• Extracted text:
DPDK VM incoming traffic (from underlay network)
When the traffic is coming from the underlay network, encapsulated packets are received DPDK compute Physical interface which is bound to vrouter vif 0/0:
Incoming packets are processed in 3 steps :
-
packets are polled by a vrouter polling core and decapsulated.
-
decapsulated packet are sent by polling core to a processing core
-
processing core is delivering packet to a destination vif interface
Two main situations have to be considered for processing core selection :
-
incoming underlay packets are encapsulated with MPLS over GRE
-
incoming underlay packets are encapsulated with MPLS over UDP or VxLAN
Polling core - first step of packet processing
The packet arrives at a physical NIC (pNIC) encapsulated in a MPLSoGRE header (outer header). The pNIC computes a hash on the packet outer header
-
this hash is called "RSS hash" (Receive Side Scaling)
-
this hash is computed onto the encapsulated packet and does not take into account the header of the tenant packet (inner header)
Based on the "RSS hash", the pNIC selects a queue and writes the packet to the queue (RX QUEUE into the previous diagram).
Then incoming packet is dequeued by the polling logical core (step 1) :
-
there is one queue per vRouter logical core
-
vRouter polling logical core in charge of that queue manages packet transfer from NIC queue to a free mbuf into the mempool.
-
when incoming packets are encapsulated with MPLS over GRE, vRouter polling logical core in charge of that queue reads the packet header, computes a hash, and selects a vRouter processing logical core based on the hash.
Hashing algorithm is in vr_dpdk_ethdev.c module (https://github.com/Juniper/contrail-vrouter/blob/R5.0/dpdk/vr_dpdk_ethdev.c#L873)
|
Note
|
ping: per vrouter packet processing (first overview) what it meant here is there are 2 hash:
but for MPLSoGRE only 2nd hash happens. |
A (LD): First hash is calculated on underlay packet outer header by the NIC card.
Second hash is calculated by vrouter application on inner header (on decapsulated packet) because if the first hash result would be reused, we would have same selected CPU for packet processing than those used for packet polling.
This is this second hash calculation that is allowing to use a different CPU for packet processing than for packet polling and to spread the DPDK vrouter load on all CPUs when MPLSoGRE is used:
This is explained in this drawing. Packets are all polled by the first CPU (due to poor entropy).
Then due to second hash calculation, packets are re-balanced on the 3 others.
Forwarding core - second step of packet processing (MPLS over GRE)
In a first stage polling CPU bound to the queue on which a packet has been received, is triggering packet transfer from given NIC RX queue to mbuf.
This CPU (here CPU 0) will also choose which CPU (forwarding CPU) will have to process the packet (decapsulation, routing, switching, etc).

• Problem:
What name does the DPDK vRouter text give to the hash that the physical NIC computes on the packet's outer header?

• Data section:
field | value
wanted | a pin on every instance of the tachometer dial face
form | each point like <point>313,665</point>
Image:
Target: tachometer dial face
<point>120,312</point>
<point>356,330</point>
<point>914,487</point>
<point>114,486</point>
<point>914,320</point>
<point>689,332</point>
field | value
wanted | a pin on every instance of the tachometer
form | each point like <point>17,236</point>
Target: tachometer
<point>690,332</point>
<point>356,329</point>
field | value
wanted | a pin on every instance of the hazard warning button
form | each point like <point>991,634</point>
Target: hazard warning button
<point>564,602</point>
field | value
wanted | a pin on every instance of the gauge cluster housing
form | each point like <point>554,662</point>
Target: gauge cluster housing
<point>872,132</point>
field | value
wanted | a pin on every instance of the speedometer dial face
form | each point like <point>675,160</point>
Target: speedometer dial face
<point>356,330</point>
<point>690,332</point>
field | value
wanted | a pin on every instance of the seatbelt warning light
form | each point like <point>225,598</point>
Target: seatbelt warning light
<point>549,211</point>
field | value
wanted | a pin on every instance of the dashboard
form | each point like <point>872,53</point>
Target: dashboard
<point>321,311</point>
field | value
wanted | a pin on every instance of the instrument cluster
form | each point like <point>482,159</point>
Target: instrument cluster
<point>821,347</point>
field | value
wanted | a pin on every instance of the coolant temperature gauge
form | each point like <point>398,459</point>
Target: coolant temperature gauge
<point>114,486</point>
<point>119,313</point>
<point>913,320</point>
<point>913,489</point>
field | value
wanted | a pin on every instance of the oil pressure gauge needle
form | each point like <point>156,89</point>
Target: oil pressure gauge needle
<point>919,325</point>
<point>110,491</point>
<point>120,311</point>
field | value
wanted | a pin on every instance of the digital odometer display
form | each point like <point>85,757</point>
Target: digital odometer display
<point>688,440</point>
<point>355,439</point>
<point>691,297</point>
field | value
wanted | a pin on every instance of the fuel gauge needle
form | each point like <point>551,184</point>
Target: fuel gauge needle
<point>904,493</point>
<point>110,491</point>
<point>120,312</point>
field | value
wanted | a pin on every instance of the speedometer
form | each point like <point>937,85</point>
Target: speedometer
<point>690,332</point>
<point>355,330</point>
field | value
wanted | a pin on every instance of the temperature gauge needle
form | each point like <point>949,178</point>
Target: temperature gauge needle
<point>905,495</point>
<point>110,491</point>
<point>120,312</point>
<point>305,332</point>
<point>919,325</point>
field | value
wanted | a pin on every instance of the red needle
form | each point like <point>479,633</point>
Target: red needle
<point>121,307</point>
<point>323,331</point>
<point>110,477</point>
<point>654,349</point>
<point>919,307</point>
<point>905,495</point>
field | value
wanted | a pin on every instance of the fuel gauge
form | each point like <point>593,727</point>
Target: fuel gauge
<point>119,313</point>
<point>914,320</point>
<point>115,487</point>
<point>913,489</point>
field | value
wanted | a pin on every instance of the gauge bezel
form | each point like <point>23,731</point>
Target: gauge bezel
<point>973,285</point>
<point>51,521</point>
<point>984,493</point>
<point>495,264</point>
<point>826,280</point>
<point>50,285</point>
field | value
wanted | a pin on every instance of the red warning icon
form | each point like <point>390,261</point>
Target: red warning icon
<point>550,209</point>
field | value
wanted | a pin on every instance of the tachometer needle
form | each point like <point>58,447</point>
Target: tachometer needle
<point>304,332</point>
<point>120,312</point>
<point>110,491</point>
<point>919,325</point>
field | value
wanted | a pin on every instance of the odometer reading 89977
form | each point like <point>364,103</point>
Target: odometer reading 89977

• Answer to the exercise:
The "RSS hash" (Receive Side Scaling).